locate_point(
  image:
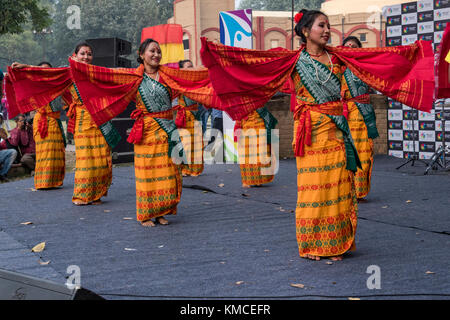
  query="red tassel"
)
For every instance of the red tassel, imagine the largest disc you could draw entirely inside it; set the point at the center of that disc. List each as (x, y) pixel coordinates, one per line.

▶ Work instructions:
Copy out every line of the records that the string "tassel" appears in.

▶ Result of this task:
  query="red tassel"
For every instance of the red tassel, imagine the largest disc you could draw entirely inside it; set the point at the center of that disc. List each as (x, y) pixel coordinates, one per line.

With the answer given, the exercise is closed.